Only lines containing the string "countertop" belong in the answer; copy all of them from the entries.

The data: Begin

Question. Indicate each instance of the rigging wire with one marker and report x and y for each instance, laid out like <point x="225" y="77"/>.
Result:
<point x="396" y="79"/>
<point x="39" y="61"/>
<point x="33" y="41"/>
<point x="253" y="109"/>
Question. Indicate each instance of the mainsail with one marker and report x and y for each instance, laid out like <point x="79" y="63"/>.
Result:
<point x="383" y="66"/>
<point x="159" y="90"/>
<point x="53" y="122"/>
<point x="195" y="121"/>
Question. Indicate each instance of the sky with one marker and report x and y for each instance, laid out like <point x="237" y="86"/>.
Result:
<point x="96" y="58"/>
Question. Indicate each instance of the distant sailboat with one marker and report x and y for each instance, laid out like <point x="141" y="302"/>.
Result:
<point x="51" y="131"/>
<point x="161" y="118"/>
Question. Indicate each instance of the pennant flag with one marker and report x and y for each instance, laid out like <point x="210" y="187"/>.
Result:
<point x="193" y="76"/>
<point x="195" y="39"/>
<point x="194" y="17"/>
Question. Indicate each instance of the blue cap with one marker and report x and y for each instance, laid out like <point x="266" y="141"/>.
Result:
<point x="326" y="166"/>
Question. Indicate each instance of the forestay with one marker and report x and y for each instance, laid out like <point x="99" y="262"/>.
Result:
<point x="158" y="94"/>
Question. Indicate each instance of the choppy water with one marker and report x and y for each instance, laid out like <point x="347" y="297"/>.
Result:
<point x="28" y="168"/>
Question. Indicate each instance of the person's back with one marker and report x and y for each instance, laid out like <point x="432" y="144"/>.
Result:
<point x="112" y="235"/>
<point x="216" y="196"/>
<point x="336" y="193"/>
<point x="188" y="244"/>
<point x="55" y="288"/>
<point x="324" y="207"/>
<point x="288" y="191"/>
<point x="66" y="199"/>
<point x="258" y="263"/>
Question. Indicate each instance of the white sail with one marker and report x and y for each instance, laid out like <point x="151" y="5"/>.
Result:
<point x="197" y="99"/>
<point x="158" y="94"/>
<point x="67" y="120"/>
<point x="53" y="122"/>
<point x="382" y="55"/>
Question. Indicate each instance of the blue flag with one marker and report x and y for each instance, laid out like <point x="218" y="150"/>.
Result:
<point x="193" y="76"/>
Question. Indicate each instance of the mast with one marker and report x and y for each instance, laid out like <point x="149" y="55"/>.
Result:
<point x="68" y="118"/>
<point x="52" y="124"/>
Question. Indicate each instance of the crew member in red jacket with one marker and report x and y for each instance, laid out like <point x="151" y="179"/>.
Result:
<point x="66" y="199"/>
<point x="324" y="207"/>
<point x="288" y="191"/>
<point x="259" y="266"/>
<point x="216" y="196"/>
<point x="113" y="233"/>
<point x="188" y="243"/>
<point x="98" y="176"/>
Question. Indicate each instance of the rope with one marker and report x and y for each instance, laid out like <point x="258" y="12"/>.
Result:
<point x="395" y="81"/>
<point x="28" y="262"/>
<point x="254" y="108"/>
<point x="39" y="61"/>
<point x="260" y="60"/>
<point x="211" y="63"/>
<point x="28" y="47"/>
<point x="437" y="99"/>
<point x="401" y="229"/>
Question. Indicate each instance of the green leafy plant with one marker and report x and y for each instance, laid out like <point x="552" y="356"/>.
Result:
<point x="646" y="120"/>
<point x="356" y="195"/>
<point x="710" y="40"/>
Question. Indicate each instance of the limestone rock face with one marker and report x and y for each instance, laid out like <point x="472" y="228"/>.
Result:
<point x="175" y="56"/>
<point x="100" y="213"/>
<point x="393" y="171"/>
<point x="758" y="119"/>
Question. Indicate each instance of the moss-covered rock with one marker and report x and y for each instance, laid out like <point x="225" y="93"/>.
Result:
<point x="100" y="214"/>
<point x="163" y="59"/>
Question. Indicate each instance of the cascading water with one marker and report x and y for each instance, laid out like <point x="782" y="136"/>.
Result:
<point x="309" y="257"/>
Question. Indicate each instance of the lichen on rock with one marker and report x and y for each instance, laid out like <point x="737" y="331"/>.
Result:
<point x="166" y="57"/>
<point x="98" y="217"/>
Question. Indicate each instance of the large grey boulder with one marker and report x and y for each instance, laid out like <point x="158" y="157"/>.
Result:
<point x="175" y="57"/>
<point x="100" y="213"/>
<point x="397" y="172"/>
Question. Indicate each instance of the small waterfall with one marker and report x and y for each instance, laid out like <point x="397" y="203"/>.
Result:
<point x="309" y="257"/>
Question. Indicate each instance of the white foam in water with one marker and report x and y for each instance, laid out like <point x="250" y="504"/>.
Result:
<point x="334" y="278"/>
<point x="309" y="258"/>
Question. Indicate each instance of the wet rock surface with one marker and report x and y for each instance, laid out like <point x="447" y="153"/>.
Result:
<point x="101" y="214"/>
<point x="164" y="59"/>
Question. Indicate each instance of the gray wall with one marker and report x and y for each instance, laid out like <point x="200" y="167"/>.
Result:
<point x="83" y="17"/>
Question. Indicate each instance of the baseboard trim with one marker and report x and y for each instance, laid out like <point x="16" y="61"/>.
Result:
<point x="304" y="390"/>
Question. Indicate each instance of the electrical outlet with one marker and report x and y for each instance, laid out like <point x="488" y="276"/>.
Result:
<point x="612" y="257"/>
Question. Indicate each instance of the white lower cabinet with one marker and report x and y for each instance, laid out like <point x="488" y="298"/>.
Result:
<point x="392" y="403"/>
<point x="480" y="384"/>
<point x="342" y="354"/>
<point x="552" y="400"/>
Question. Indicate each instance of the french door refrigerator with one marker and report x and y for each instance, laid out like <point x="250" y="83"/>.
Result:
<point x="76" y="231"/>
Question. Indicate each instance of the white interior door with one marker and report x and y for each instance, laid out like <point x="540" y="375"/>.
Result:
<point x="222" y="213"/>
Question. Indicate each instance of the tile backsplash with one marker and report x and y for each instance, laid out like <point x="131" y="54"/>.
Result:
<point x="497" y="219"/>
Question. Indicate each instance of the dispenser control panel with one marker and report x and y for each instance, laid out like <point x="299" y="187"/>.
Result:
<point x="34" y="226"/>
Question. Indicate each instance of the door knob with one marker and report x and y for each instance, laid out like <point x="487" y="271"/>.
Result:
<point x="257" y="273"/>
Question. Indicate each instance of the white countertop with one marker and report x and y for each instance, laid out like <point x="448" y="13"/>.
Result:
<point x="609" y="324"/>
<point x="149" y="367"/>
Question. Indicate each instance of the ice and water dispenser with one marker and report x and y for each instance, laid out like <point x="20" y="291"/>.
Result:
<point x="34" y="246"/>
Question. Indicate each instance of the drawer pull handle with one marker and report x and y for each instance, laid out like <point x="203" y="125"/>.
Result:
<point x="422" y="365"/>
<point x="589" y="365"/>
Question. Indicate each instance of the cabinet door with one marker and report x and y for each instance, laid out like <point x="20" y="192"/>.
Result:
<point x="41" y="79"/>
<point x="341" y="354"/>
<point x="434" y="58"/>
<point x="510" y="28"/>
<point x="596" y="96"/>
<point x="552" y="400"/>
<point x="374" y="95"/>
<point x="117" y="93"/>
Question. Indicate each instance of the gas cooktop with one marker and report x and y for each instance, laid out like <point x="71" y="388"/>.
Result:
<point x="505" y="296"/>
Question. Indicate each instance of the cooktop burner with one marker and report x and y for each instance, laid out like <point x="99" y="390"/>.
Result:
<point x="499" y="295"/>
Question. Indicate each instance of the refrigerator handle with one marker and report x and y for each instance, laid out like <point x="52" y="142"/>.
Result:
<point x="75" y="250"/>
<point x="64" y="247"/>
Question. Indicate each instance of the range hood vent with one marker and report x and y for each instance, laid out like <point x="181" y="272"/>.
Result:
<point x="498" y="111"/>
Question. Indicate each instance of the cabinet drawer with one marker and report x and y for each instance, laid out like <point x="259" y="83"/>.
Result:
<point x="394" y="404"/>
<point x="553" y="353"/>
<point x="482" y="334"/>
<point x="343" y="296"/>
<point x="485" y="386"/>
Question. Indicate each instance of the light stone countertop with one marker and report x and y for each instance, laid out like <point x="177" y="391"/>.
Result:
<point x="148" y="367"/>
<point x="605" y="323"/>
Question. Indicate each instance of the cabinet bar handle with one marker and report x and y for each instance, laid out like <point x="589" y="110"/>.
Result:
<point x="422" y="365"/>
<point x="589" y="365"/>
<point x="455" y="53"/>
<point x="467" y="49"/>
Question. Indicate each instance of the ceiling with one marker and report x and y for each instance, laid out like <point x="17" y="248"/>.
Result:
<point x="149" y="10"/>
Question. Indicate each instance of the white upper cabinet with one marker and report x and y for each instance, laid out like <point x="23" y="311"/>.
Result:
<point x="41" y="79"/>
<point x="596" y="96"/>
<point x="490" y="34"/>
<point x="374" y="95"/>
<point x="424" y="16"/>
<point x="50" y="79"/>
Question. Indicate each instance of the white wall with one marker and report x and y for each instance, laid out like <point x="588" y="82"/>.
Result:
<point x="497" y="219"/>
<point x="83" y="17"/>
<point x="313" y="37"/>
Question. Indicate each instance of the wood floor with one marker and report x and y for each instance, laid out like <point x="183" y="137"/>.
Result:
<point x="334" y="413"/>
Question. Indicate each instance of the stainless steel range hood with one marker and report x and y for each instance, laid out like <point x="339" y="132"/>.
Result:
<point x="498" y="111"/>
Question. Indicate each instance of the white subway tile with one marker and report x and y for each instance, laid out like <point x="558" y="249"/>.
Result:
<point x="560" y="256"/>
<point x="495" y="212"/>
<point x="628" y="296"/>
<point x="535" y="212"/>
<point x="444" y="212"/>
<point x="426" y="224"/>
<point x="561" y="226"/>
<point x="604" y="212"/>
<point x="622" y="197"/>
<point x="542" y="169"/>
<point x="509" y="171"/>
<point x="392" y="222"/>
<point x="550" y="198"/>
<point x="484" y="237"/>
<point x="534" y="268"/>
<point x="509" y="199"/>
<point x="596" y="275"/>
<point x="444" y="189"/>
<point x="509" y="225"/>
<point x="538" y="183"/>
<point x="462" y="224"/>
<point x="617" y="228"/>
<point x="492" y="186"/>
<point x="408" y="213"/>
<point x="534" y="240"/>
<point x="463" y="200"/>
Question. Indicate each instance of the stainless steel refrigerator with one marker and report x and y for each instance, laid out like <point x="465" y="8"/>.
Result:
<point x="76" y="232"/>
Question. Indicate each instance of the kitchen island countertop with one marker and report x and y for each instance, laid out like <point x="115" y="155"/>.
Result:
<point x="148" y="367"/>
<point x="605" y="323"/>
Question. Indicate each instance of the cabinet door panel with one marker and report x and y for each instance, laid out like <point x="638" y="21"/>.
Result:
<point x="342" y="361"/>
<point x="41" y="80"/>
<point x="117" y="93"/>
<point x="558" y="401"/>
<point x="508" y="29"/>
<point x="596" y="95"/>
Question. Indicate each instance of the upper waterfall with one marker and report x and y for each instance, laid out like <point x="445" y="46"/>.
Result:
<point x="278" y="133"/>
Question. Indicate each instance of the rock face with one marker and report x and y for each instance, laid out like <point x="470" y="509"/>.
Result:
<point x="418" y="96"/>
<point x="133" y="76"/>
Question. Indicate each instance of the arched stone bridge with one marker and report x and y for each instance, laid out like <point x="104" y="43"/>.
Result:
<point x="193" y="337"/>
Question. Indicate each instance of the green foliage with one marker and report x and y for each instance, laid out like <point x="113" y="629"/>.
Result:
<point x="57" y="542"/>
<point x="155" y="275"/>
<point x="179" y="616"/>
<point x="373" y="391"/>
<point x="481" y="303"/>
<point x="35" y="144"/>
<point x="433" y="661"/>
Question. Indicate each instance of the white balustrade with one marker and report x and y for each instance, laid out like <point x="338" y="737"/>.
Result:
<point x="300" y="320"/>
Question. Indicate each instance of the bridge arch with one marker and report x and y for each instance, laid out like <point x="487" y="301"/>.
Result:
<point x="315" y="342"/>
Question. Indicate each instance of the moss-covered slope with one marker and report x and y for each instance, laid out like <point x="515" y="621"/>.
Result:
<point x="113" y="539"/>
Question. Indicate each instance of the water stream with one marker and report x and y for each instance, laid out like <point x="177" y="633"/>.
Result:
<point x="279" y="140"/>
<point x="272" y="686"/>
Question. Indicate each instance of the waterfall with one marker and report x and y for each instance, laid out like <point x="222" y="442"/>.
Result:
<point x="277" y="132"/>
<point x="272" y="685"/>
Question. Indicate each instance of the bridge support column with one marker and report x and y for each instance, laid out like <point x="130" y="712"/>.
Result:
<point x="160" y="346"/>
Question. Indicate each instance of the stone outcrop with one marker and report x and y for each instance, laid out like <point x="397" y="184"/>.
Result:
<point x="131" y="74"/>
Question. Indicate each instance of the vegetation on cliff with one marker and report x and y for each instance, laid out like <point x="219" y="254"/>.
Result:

The data: End

Exercise output:
Question. Indicate each instance of the white countertop with one marker and report x and y for each instance, laid out like <point x="448" y="13"/>.
Question. Indicate each instance of the light stone countertop with one marker and report x and y for each instance, laid out like <point x="177" y="391"/>.
Question. Indicate each instance of the kitchen island countertop with one marker and report x and y for each instance, laid out like <point x="115" y="155"/>.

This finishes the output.